Please rename "roost-count tally" to "field survey log" everywhere in the data below and leave everything else unchanged.
[begin Record excerpts]
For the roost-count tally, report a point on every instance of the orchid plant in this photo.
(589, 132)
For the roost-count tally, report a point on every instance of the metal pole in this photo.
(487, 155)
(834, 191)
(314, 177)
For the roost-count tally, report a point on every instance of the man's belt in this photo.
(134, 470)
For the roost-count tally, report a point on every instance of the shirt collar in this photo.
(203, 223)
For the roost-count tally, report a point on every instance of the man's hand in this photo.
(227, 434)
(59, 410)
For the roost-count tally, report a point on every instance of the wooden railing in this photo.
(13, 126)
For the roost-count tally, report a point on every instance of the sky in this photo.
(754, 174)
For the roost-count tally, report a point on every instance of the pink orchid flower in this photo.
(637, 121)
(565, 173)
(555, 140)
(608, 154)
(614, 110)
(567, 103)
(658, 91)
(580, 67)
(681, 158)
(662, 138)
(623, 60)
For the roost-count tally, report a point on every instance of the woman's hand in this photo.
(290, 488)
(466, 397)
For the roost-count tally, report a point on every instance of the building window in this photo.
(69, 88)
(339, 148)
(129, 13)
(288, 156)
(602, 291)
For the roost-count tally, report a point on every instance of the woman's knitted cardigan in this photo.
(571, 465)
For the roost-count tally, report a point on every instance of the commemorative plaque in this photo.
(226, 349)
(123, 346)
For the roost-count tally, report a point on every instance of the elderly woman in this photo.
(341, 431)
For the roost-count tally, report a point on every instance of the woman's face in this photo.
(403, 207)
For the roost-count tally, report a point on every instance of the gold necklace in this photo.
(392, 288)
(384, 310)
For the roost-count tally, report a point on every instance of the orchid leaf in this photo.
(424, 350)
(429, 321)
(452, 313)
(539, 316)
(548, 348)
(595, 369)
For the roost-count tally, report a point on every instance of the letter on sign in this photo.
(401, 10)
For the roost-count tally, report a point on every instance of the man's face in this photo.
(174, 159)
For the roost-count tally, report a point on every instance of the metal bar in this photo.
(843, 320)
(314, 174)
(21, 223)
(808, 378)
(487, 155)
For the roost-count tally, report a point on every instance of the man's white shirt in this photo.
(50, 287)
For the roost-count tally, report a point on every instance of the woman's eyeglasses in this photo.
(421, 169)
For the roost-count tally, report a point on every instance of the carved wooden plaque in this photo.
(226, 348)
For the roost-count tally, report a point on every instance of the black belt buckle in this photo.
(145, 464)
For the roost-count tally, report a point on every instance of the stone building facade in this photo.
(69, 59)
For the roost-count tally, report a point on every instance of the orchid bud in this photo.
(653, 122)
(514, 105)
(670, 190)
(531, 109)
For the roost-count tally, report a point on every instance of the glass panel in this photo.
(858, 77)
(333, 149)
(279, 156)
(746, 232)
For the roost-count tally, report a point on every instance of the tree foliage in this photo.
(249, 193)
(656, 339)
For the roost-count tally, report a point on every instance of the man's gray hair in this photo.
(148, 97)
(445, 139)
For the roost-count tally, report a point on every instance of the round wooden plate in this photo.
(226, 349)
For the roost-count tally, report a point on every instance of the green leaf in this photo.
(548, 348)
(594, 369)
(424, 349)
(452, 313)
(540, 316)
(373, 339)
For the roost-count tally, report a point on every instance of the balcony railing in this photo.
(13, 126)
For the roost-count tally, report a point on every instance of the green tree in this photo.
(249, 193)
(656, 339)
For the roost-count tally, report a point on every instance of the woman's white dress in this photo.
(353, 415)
[end Record excerpts]
# Full response
For the field survey log, report a point on every instance of the orchid plant in this photo.
(589, 132)
For the field survey log, report a point on every instance of the metal pole in this photo.
(487, 155)
(834, 191)
(314, 177)
For the field survey log, report a point on every instance of the man's belt in this photo.
(134, 470)
For the field survey log, report a point on every instance of the shirt collar in this photo.
(203, 223)
For the field survey log, report a point on every instance of the man's hand in this photo.
(227, 434)
(59, 410)
For the field survey log, report a point on every instance of the wooden railing in this photo.
(13, 126)
For the field survey log, report a point on every instance of the sky in this photo.
(754, 174)
For the field survey log, report a point on every instance of the pink orchid flower in this photo.
(637, 121)
(565, 173)
(555, 140)
(608, 154)
(614, 110)
(567, 103)
(658, 91)
(580, 67)
(681, 158)
(662, 138)
(623, 60)
For the field survey log, report a point on every instance of the woman's hand in this photo.
(290, 488)
(466, 397)
For the field survey log, report a point on every instance of the building window in this photo.
(69, 88)
(339, 148)
(129, 13)
(288, 156)
(602, 291)
For the field survey log, report a point on every instance of the woman's knitted cardigan in this photo.
(571, 465)
For the field survey log, report a point on every instance of the commemorative plaque in this photo.
(226, 349)
(123, 346)
For the field survey log, report a point on every instance of the elderly woman in this photo.
(341, 431)
For the field survey log, report a point on every instance of the woman's face in this photo.
(403, 207)
For the field survey log, report a point on every instance of the gold necklace in this photo.
(392, 288)
(384, 310)
For the field survey log, report a point on every instance of the orchid leaf in this photo.
(424, 350)
(429, 321)
(452, 313)
(539, 316)
(548, 348)
(595, 369)
For the field survey log, report a point on every instance of the letter on sign in this photo.
(401, 10)
For the field survey log, report a point on every instance of the man's face in this photo.
(174, 159)
For the field survey log, report a point on every instance of the metal bar in this photo.
(843, 320)
(314, 174)
(21, 223)
(808, 378)
(487, 155)
For the field survey log, report a point on every instance of the man's white shirt in this photo.
(50, 287)
For the field survey log, report a point on every instance of the woman's eyeglasses in this photo.
(421, 169)
For the field survey log, report a point on every instance of the carved wooden plaque in this photo.
(226, 348)
For the field survey log, report a point on every instance of the black belt buckle in this photo.
(145, 464)
For the field survey log, report a point on every instance of the stone building facade in this photo.
(69, 59)
For the field survey log, report a point on every instance of the orchid bud in this photo.
(653, 122)
(514, 105)
(670, 190)
(531, 109)
For the field survey log, report a point on every instance of the glass panel in this photo.
(858, 77)
(333, 149)
(279, 156)
(746, 232)
For the field survey log, report a point on every instance of the tree foliage in this photo.
(249, 193)
(656, 339)
For the field survey log, report a point on every instance of the man's gray hair in this photo.
(148, 97)
(445, 139)
For the field survey log, report a point on every instance of the round wooden plate in this photo.
(226, 349)
For the field survey log, report a point on every instance of the green leaf in this photo.
(548, 348)
(594, 369)
(424, 349)
(452, 313)
(540, 316)
(373, 339)
For the field survey log, report a point on every instance of the balcony railing in this photo.
(13, 126)
For the field survey log, report a point on every instance of the green tree in this photo.
(249, 193)
(656, 339)
For the field survey log, report a point on every instance of the woman's white dress in this photo.
(353, 415)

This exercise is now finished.